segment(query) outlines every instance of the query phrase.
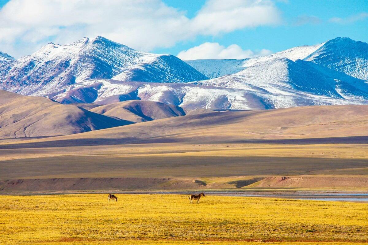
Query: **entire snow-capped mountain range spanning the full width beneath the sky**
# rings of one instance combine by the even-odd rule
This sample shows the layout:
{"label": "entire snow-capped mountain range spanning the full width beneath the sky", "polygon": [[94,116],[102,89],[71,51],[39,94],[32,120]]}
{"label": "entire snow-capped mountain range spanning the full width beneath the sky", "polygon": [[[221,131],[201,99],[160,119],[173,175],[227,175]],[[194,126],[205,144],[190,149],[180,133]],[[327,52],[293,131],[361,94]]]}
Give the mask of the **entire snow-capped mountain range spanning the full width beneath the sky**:
{"label": "entire snow-capped mountain range spanning the full width beneath the sky", "polygon": [[66,104],[140,99],[187,109],[368,104],[367,52],[367,43],[336,38],[257,58],[185,63],[84,38],[18,60],[2,55],[0,89]]}

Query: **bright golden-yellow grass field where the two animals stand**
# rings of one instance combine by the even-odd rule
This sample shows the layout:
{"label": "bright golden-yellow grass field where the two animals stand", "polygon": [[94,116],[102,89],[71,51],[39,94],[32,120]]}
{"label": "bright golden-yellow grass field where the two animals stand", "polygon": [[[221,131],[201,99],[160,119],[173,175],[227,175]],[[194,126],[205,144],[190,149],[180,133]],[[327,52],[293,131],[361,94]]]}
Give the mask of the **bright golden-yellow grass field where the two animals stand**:
{"label": "bright golden-yellow grass field where the two animals stand", "polygon": [[0,244],[357,244],[368,204],[107,194],[0,196]]}

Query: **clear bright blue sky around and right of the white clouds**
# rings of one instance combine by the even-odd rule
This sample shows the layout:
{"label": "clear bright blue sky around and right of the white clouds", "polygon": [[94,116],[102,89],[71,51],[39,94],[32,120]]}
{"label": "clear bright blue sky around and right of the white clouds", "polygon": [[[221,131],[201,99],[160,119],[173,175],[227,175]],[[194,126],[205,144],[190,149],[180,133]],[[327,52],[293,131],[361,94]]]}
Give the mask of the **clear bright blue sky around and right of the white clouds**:
{"label": "clear bright blue sky around and right of the white clouds", "polygon": [[[164,0],[169,6],[187,11],[193,16],[205,1]],[[180,50],[209,42],[218,42],[228,46],[238,44],[243,49],[257,50],[266,48],[273,52],[282,51],[299,45],[313,45],[335,37],[350,37],[351,39],[368,42],[368,18],[350,23],[333,23],[334,17],[349,18],[362,12],[368,13],[368,0],[289,0],[279,1],[276,6],[281,11],[284,23],[278,26],[261,26],[245,28],[219,36],[201,36],[195,41],[188,41],[176,47],[157,49],[157,52],[177,54]],[[298,22],[298,18],[315,16],[321,21]],[[298,24],[298,25],[297,25]]]}

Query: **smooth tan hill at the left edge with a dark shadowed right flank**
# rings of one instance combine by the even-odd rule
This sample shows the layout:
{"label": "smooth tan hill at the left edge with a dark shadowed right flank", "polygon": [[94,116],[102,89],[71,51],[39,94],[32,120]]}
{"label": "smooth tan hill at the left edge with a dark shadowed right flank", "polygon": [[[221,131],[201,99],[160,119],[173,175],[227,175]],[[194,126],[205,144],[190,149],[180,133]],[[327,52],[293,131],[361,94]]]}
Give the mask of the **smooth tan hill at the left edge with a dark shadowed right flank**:
{"label": "smooth tan hill at the left edge with a dark shadowed right flank", "polygon": [[0,90],[0,138],[68,135],[132,123],[47,98]]}

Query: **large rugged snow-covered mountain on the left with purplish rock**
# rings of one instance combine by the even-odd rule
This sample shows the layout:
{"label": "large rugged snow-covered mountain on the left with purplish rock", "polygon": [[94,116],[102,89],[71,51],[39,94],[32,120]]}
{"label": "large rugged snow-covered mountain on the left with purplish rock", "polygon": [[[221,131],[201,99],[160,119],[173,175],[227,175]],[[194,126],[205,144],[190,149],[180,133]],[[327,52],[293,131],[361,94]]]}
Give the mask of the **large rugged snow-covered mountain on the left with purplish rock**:
{"label": "large rugged snow-covered mountain on the left with purplish rock", "polygon": [[119,73],[119,79],[128,81],[181,83],[207,78],[175,56],[136,51],[98,36],[72,44],[49,43],[12,62],[6,74],[0,72],[5,75],[0,77],[0,89],[45,95],[70,84]]}

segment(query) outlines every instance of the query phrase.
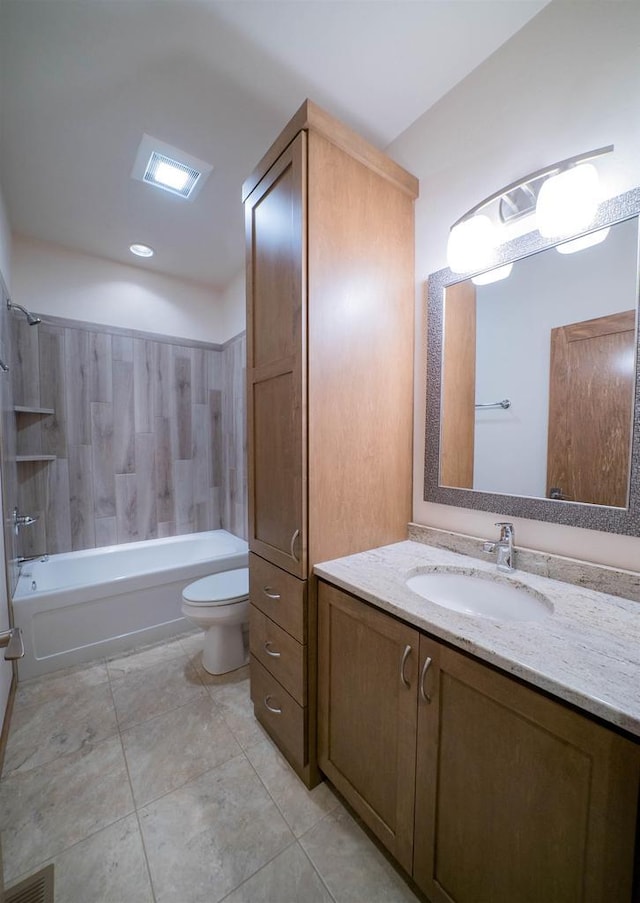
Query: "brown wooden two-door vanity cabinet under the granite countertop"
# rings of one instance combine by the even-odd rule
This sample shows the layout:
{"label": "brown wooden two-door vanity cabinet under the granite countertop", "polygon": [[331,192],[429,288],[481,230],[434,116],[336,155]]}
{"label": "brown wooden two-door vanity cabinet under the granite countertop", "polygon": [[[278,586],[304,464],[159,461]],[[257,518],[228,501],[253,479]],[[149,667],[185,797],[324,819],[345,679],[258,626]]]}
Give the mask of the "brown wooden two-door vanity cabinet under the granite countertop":
{"label": "brown wooden two-door vanity cabinet under the granite countertop", "polygon": [[637,899],[638,744],[323,581],[318,609],[320,768],[432,903]]}

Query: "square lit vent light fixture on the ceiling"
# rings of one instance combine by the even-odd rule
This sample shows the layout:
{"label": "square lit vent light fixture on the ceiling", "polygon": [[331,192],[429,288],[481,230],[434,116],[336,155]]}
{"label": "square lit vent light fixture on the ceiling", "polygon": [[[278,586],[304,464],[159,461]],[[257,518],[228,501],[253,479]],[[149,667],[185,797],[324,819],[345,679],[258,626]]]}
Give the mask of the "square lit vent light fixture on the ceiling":
{"label": "square lit vent light fixture on the ceiling", "polygon": [[212,169],[208,163],[185,154],[177,147],[171,147],[151,135],[143,135],[131,177],[193,200]]}

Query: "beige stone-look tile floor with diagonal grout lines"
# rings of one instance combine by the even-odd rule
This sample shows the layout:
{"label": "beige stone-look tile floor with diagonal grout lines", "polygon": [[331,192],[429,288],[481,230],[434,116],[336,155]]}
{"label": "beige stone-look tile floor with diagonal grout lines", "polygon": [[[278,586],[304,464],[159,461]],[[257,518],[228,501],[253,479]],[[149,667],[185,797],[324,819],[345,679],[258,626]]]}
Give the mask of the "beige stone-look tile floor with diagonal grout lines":
{"label": "beige stone-look tile floor with diagonal grout lines", "polygon": [[22,683],[0,780],[7,887],[56,903],[407,903],[416,897],[253,717],[201,633]]}

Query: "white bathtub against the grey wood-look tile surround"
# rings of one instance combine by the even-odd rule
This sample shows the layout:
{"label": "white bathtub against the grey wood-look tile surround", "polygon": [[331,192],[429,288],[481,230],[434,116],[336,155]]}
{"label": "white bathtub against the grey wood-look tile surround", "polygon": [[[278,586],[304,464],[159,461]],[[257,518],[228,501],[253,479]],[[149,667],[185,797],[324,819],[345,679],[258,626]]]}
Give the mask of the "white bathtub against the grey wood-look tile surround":
{"label": "white bathtub against the grey wood-look tile surround", "polygon": [[247,561],[243,539],[211,530],[26,562],[13,596],[20,680],[187,630],[183,588]]}

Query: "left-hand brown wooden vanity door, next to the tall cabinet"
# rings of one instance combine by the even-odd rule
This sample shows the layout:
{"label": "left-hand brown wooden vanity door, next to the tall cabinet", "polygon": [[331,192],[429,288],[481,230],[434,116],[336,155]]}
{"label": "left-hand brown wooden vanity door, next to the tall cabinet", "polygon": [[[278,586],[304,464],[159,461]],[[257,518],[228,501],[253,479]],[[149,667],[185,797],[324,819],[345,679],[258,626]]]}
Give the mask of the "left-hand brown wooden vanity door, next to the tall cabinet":
{"label": "left-hand brown wooden vanity door, next to the tall cabinet", "polygon": [[318,585],[318,763],[411,871],[418,633]]}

▸ **Exercise requirements**: Reproduce everything above exactly, images excluded.

▸ **Exercise solution**:
segment(query) outlines every instance of the query phrase.
Query: **entire snow-capped mountain range spanning the full width beneath the sky**
# rings of one instance combine by the even-odd rule
This sample shows the layout:
{"label": "entire snow-capped mountain range spanning the full width beneath the sky", "polygon": [[94,116],[102,89],[71,51],[39,94],[32,120]]}
{"label": "entire snow-capped mountain range spanning the full width beneath the sky", "polygon": [[[221,131],[201,99],[160,119],[173,175],[227,175]],[[194,126],[205,144],[190,149],[180,133]],[[327,52],[293,131],[361,94]]]}
Give the mask of the **entire snow-capped mountain range spanning the full width beneath the sky**:
{"label": "entire snow-capped mountain range spanning the full width beneath the sky", "polygon": [[66,104],[140,99],[187,109],[368,104],[367,52],[367,43],[336,38],[257,58],[185,63],[84,38],[18,60],[2,55],[0,89]]}

Query: **bright golden-yellow grass field where the two animals stand**
# rings of one instance combine by the even-odd rule
This sample shows the layout:
{"label": "bright golden-yellow grass field where the two animals stand", "polygon": [[94,116],[102,89],[71,51],[39,94],[32,120]]}
{"label": "bright golden-yellow grass field where the two animals stand", "polygon": [[[221,131],[201,99],[160,119],[173,175],[227,175]],[[194,126],[205,144],[190,149],[180,133]],[[327,52],[293,131],[361,94]]]}
Give the mask of the **bright golden-yellow grass field where the two animals stand**:
{"label": "bright golden-yellow grass field where the two animals stand", "polygon": [[0,244],[357,244],[368,204],[107,194],[0,196]]}

Query: **clear bright blue sky around and right of the white clouds**
# rings of one instance combine by the even-odd rule
This sample shows the layout:
{"label": "clear bright blue sky around and right of the white clouds", "polygon": [[94,116],[102,89],[71,51],[39,94],[32,120]]}
{"label": "clear bright blue sky around and right of the white clouds", "polygon": [[[221,131],[201,99],[160,119],[173,175],[227,175]],[[194,126],[205,144],[190,149],[180,133]],[[327,52],[293,131],[361,94]]]}
Give the mask of the **clear bright blue sky around and right of the white clouds**:
{"label": "clear bright blue sky around and right of the white clouds", "polygon": [[[164,0],[169,6],[187,11],[193,16],[205,1]],[[180,50],[209,42],[218,42],[228,46],[238,44],[243,49],[257,50],[266,48],[273,52],[282,51],[299,45],[313,45],[335,37],[350,37],[351,39],[368,42],[368,18],[350,23],[333,23],[334,17],[349,18],[362,12],[368,13],[368,0],[289,0],[279,1],[276,6],[281,11],[284,23],[278,26],[261,26],[245,28],[219,36],[201,36],[195,41],[188,41],[176,47],[157,49],[157,52],[177,54]],[[298,22],[298,18],[315,16],[321,21]],[[298,24],[298,25],[297,25]]]}

Query: **smooth tan hill at the left edge with a dark shadowed right flank**
# rings of one instance combine by the even-odd rule
This sample shows the layout:
{"label": "smooth tan hill at the left edge with a dark shadowed right flank", "polygon": [[94,116],[102,89],[71,51],[39,94],[32,120]]}
{"label": "smooth tan hill at the left edge with a dark shadowed right flank", "polygon": [[[221,131],[201,99],[160,119],[173,175],[227,175]],[[194,126],[205,144],[190,149],[180,133]],[[327,52],[293,131],[361,94]]]}
Give the mask of the **smooth tan hill at the left edge with a dark shadowed right flank**:
{"label": "smooth tan hill at the left edge with a dark shadowed right flank", "polygon": [[0,90],[0,138],[68,135],[132,123],[47,98]]}

Query: **large rugged snow-covered mountain on the left with purplish rock**
# rings of one instance combine by the even-odd rule
This sample shows the layout:
{"label": "large rugged snow-covered mountain on the left with purplish rock", "polygon": [[94,116],[102,89],[71,51],[39,94],[32,120]]}
{"label": "large rugged snow-covered mountain on the left with purplish rock", "polygon": [[[221,131],[201,99],[160,119],[173,175],[227,175]],[[194,126],[205,144],[190,149],[180,133]],[[327,52],[293,131],[361,94]]]}
Give the mask of the **large rugged snow-covered mountain on the left with purplish rock**:
{"label": "large rugged snow-covered mountain on the left with purplish rock", "polygon": [[119,73],[119,79],[128,81],[181,83],[207,78],[175,56],[136,51],[98,36],[72,44],[49,43],[12,62],[6,74],[0,72],[5,75],[0,77],[0,89],[45,95],[70,84]]}

segment(query) outlines every instance of the query phrase.
Query: "brown wooden two-door vanity cabinet under the granite countertop"
# rings of one instance combine by the even-odd rule
This sample shows the layout:
{"label": "brown wooden two-door vanity cabinet under the granite countertop", "polygon": [[331,192],[429,288],[481,230],[434,116],[336,155]]}
{"label": "brown wooden two-door vanity cabinet under the granite countertop", "polygon": [[[278,586],[304,464],[159,461]],[[257,518],[228,501],[253,479]],[[149,667],[185,797],[324,819],[345,679],[258,626]]]}
Give the mask of the "brown wooden two-door vanity cabinet under the granite countertop":
{"label": "brown wooden two-door vanity cabinet under the granite countertop", "polygon": [[637,899],[638,744],[323,581],[318,609],[320,768],[432,903]]}

Query: "square lit vent light fixture on the ceiling"
# rings of one instance combine by the even-odd rule
This sample shows the layout:
{"label": "square lit vent light fixture on the ceiling", "polygon": [[331,192],[429,288],[481,230],[434,116],[336,155]]}
{"label": "square lit vent light fixture on the ceiling", "polygon": [[[278,586],[304,464],[159,461]],[[257,518],[228,501],[253,479]],[[149,667],[185,797],[324,819],[345,679],[258,626]]]}
Give the mask of the "square lit vent light fixture on the ceiling":
{"label": "square lit vent light fixture on the ceiling", "polygon": [[212,169],[208,163],[185,154],[177,147],[171,147],[151,135],[143,135],[131,177],[193,200]]}

Query: "beige stone-look tile floor with diagonal grout lines"
# rings of one instance combine by the even-odd rule
This sample shows the layout:
{"label": "beige stone-look tile floor with diagonal grout lines", "polygon": [[331,192],[429,288],[481,230],[434,116],[336,155]]}
{"label": "beige stone-look tile floor with diagonal grout lines", "polygon": [[[278,586],[304,464],[159,461]],[[257,518],[228,501],[253,479]],[[149,667],[185,797],[324,819],[345,679],[258,626]]]}
Give the mask of the "beige stone-look tile floor with diagonal grout lines":
{"label": "beige stone-look tile floor with diagonal grout lines", "polygon": [[22,683],[0,780],[7,887],[56,903],[407,903],[416,897],[253,717],[201,633]]}

Query: "white bathtub against the grey wood-look tile surround"
# rings of one instance combine by the even-odd rule
This sample shows the layout:
{"label": "white bathtub against the grey wood-look tile surround", "polygon": [[331,192],[429,288],[481,230],[434,116],[336,155]]}
{"label": "white bathtub against the grey wood-look tile surround", "polygon": [[[278,586],[304,464],[159,461]],[[257,518],[228,501],[253,479]],[[149,667],[185,797],[324,819],[345,679],[258,626]]]}
Give the mask of the "white bathtub against the grey wood-look tile surround":
{"label": "white bathtub against the grey wood-look tile surround", "polygon": [[247,561],[243,539],[211,530],[26,562],[13,596],[20,680],[187,630],[183,588]]}

Query: "left-hand brown wooden vanity door, next to the tall cabinet"
# rings of one instance combine by the even-odd rule
This sample shows the layout:
{"label": "left-hand brown wooden vanity door, next to the tall cabinet", "polygon": [[331,192],[429,288],[481,230],[434,116],[336,155]]}
{"label": "left-hand brown wooden vanity door, next to the tall cabinet", "polygon": [[[278,586],[304,464],[159,461]],[[257,518],[228,501],[253,479]],[[149,667],[185,797],[324,819],[345,679],[258,626]]]}
Give the mask of the "left-hand brown wooden vanity door, next to the tall cabinet":
{"label": "left-hand brown wooden vanity door, next to the tall cabinet", "polygon": [[318,585],[318,763],[411,871],[418,633]]}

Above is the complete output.